Excerpt start
# Mystery plumbing in Basement???



## pkovo (Mar 5, 2009)

My house is a amall ranch with a full basement built around 1950. I have a small plug in the floor. I can't figure out what it is. 

I was thinking perhaps at one point it was a sump pit that was sealed over. The cement has obviously been patched around the pipe about the diameter of a sump pit. Perhaps the basement was always dry so someone decided to seal it, and leave a plug in case they ever needed to drain the basement?? Maybe it connects to a perimeter drain sytem?? Someone suggested perhaps it was an old drywell which seemed odd to me but who knows. There are old water hookups in that area, and I believe at one point there was probably a washer and dryer there. Can't connect to a storm sewer as we don't have any. My sanitary sewer line runs out about 4' above the floor so it can't connect to that. It's about 4-5' from the end basement wall, and about 2-3' from the back wall (roughly). 

I started to chip away at the concrete at one point but decided that might not be a good idea. Of course I've tried to remove the plug without success as well.

Pics below. Any Ideas??????


----------



## mrivers (Apr 18, 2009)

Hi pkovo,
  If I had to take a guess, I would say it used to be a shallow well, or a supply line from a well located somewhere outside the home.

 Is your home currently on a city/rural water system?
 If so do you know when it was connected to that system?


----------



## Nestor_Kelebay (Apr 19, 2009)

Pkovo:

     Where I live, if a drain pipe under your concrete basement floor changes direction, then the plumbing code requires that a clean out be installed at that change in direction so that each straight section of pipe can be cleared separately.

     I really don't know the reason for this rule.

     So, it's purely a guess, but it might be that there's a change in direction of a 1 1/2 inch drain pipe under the concrete at that spot.
Excerpt end
Data rows start
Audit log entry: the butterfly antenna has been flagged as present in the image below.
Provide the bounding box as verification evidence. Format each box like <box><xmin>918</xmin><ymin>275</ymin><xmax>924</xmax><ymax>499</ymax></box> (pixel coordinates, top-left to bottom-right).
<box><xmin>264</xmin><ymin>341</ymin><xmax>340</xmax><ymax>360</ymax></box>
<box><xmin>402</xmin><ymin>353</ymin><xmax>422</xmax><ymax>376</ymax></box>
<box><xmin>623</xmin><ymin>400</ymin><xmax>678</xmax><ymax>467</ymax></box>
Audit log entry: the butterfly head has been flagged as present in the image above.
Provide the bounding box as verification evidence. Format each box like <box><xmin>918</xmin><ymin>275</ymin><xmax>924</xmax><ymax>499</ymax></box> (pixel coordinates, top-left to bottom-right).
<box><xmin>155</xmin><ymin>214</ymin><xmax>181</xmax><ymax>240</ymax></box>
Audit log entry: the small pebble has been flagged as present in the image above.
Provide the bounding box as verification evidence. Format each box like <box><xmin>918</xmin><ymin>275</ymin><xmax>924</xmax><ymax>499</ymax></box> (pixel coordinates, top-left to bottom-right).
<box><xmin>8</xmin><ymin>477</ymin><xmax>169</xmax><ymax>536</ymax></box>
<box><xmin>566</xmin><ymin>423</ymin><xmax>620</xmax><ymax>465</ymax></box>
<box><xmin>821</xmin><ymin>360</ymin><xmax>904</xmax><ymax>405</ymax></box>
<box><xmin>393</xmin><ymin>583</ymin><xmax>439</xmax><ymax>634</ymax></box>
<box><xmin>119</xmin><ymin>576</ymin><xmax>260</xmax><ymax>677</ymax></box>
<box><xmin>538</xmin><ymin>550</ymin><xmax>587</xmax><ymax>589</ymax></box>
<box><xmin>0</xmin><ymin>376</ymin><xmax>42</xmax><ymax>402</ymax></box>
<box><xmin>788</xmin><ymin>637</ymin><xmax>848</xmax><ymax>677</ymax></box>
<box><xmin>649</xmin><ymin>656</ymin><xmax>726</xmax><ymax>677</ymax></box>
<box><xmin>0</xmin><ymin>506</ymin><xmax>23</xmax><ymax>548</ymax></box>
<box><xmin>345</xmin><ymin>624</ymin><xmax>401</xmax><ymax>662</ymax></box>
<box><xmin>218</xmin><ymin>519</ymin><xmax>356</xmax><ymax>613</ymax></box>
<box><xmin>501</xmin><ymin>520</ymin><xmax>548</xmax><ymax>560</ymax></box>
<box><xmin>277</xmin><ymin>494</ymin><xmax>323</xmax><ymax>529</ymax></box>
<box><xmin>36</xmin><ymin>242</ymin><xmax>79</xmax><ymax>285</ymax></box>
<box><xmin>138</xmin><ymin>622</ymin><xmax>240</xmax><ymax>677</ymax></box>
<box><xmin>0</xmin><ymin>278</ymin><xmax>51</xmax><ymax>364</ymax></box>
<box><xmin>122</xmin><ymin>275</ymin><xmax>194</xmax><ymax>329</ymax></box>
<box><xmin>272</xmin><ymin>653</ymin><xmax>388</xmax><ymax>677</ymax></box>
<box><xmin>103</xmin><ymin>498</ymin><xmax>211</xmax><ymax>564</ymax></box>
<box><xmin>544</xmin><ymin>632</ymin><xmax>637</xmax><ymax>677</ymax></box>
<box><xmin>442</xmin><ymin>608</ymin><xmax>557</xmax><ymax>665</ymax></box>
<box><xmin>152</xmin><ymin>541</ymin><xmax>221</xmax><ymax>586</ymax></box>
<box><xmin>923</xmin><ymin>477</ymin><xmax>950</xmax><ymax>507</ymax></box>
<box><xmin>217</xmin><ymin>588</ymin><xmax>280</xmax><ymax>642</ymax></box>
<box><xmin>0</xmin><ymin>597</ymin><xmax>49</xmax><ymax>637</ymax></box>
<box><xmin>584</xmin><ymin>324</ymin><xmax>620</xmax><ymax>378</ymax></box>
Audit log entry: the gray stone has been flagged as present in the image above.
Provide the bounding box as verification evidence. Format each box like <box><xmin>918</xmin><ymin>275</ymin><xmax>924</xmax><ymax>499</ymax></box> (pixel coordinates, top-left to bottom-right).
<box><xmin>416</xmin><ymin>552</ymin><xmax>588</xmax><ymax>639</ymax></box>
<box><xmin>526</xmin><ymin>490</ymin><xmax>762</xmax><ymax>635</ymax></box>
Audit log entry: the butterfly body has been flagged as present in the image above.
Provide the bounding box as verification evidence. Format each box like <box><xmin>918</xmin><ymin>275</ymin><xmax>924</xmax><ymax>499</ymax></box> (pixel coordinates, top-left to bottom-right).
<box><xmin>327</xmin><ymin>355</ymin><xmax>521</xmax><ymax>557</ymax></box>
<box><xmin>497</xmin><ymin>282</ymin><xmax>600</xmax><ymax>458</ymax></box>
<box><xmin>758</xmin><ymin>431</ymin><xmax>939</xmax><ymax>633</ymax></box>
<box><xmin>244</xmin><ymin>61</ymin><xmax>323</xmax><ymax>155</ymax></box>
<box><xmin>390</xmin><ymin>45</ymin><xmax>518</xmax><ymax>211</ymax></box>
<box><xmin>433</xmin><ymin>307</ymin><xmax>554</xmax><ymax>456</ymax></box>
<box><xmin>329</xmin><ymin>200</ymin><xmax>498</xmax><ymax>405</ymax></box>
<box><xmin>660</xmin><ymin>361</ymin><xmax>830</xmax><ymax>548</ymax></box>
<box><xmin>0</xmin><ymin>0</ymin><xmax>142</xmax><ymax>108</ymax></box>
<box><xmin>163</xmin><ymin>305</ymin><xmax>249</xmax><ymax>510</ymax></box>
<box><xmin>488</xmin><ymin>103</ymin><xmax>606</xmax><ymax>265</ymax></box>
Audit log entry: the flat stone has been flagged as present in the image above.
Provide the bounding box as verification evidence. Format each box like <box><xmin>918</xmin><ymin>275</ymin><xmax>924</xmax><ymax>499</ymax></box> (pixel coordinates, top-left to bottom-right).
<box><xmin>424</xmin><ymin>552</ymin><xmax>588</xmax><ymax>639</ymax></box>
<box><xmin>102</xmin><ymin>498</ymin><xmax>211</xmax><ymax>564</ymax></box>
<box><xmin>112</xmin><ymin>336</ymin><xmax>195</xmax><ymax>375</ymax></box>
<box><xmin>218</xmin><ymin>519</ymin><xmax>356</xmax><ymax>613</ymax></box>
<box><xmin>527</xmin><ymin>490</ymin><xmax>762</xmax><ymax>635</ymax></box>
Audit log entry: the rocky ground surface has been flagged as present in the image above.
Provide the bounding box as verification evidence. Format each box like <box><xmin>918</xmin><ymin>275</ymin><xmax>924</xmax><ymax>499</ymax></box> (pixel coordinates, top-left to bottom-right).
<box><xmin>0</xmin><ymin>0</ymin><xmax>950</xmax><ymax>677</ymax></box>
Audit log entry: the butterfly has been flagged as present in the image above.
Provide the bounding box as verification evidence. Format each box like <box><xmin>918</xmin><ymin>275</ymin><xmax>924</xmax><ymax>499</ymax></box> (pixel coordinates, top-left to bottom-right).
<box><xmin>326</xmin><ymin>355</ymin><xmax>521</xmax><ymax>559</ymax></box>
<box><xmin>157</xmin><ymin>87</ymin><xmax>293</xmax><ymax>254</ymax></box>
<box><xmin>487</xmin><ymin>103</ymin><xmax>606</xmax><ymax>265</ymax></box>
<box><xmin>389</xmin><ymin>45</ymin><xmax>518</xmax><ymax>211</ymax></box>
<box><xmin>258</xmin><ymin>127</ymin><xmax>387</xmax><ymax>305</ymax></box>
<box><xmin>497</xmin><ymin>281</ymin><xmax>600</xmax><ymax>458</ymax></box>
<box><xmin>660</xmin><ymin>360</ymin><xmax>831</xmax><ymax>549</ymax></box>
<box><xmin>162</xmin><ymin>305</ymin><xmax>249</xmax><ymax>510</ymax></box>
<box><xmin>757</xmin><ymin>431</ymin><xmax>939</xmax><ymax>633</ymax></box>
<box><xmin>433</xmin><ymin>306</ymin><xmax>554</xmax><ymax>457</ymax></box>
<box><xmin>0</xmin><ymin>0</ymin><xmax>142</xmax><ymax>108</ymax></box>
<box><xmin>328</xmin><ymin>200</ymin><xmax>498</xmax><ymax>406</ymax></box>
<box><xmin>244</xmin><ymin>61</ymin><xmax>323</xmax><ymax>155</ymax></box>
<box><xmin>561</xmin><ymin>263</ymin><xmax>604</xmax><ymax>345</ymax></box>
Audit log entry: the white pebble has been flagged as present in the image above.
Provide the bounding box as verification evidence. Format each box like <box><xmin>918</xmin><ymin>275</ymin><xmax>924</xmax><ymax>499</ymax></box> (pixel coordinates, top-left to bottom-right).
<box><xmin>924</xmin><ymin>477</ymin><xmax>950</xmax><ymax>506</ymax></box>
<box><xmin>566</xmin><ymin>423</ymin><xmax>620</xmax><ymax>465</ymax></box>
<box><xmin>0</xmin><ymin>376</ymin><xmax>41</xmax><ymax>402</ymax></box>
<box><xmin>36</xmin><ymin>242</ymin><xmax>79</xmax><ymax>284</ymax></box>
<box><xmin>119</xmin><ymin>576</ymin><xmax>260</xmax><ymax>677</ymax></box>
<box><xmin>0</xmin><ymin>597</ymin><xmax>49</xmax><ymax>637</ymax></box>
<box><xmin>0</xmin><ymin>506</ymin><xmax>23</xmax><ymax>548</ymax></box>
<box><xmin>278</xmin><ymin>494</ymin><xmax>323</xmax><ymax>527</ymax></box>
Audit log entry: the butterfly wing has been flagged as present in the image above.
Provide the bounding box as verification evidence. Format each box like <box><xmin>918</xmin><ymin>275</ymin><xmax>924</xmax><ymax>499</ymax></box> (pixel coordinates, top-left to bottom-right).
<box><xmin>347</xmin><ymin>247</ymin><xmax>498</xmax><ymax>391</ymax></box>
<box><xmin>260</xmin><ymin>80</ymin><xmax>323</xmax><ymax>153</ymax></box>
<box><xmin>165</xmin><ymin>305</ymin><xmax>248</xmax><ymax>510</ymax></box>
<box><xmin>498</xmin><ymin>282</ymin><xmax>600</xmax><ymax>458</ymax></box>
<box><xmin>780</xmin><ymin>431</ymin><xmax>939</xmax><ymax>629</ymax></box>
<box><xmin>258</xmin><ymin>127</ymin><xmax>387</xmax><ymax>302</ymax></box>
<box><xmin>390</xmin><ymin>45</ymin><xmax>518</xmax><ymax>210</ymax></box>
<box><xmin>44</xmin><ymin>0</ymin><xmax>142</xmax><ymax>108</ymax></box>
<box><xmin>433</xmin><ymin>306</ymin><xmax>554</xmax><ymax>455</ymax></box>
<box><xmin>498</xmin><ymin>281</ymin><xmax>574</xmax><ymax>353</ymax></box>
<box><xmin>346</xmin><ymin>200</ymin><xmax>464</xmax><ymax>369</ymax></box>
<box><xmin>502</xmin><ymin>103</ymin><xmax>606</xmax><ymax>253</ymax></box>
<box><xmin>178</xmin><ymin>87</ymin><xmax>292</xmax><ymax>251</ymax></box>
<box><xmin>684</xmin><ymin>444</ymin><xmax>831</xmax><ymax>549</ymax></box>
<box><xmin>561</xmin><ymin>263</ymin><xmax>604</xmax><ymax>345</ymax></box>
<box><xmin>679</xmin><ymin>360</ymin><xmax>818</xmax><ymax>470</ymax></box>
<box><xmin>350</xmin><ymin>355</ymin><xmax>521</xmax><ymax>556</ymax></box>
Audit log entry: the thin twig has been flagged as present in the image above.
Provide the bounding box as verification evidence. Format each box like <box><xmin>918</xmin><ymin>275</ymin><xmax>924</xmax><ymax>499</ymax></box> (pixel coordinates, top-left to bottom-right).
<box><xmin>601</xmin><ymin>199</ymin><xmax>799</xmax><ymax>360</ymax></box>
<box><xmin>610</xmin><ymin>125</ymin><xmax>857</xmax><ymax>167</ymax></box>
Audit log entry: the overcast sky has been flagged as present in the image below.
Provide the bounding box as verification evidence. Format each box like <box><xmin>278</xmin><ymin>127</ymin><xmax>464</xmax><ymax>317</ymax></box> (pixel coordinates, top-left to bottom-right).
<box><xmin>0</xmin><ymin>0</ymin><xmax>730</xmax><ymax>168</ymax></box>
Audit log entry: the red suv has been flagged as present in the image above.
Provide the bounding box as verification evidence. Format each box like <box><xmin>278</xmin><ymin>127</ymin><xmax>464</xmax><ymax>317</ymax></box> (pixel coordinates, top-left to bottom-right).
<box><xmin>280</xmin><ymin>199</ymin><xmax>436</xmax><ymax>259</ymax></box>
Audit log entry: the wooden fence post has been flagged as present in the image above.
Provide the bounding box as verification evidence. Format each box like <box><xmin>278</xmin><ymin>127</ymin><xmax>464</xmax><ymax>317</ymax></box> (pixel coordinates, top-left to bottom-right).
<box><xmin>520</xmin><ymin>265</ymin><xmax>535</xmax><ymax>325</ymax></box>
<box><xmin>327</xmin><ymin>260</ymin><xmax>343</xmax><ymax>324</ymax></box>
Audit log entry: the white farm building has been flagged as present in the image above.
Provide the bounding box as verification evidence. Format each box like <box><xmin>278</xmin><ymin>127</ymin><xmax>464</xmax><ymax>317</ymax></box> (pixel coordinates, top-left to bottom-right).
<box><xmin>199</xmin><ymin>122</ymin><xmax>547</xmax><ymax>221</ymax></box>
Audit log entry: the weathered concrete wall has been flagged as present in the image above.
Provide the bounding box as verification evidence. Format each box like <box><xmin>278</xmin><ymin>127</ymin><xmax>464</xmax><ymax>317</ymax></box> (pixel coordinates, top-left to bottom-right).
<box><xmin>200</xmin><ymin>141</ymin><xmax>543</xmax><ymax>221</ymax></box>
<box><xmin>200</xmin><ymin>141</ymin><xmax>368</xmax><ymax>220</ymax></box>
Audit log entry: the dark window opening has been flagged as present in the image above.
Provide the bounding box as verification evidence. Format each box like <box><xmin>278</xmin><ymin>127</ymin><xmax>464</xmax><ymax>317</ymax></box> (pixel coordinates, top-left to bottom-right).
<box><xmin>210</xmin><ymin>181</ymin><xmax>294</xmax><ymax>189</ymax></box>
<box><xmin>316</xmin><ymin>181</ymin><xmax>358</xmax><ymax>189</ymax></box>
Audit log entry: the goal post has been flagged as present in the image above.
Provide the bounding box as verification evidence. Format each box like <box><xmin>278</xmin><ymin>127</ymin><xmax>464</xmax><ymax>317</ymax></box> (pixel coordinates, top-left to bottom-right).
Data rows end
# Goal A
In the basement plumbing thread, about how far above the floor does the sanitary sewer line run out?
# Goal B
Write the next part of the basement plumbing thread, picking up after its final sentence.

# Result A
About 4 feet above the floor.

# Result B
     I'd be inclined to use an electric impact wrench to remove that plug and put in a new one with antiseize compound on the threads.  That way you'll stand a better chance of getting it out if and when you need to.


----------



## glennjanie (Apr 19, 2009)

Hello PKovo:
It could very well be a washer drain that used to drain into a sump where a pump would take it out.
Glenn


----------



## Quattro (Apr 20, 2009)

Looks like a good place to trip!


----------



## CraigFL (Apr 20, 2009)

Personally, I wouldn't touch it. What if it's a sanitary sewer line and the pipe breaks off? Remember what they said about curiousity....


----------



## inspectorD (Apr 20, 2009)

Do you have a steam heat system? If you do this could also be the return condensate line back to the boiler.

Other than that it is most likely a clean out plug to an abandonded sink line from a washtub in the basement to the outside drywell. We find them all the time.


----------



## pkovo (Mar 26, 2017)

I never figured thisnout, and managed to leave it alone.  Guessing inspectorD's thought of it being a cleanout for an old wash sink is probably likely.  Laundry area used to be around that spot.


----------



## slownsteady (Mar 27, 2017)

Welcome back, pkovo. Why such a long delay?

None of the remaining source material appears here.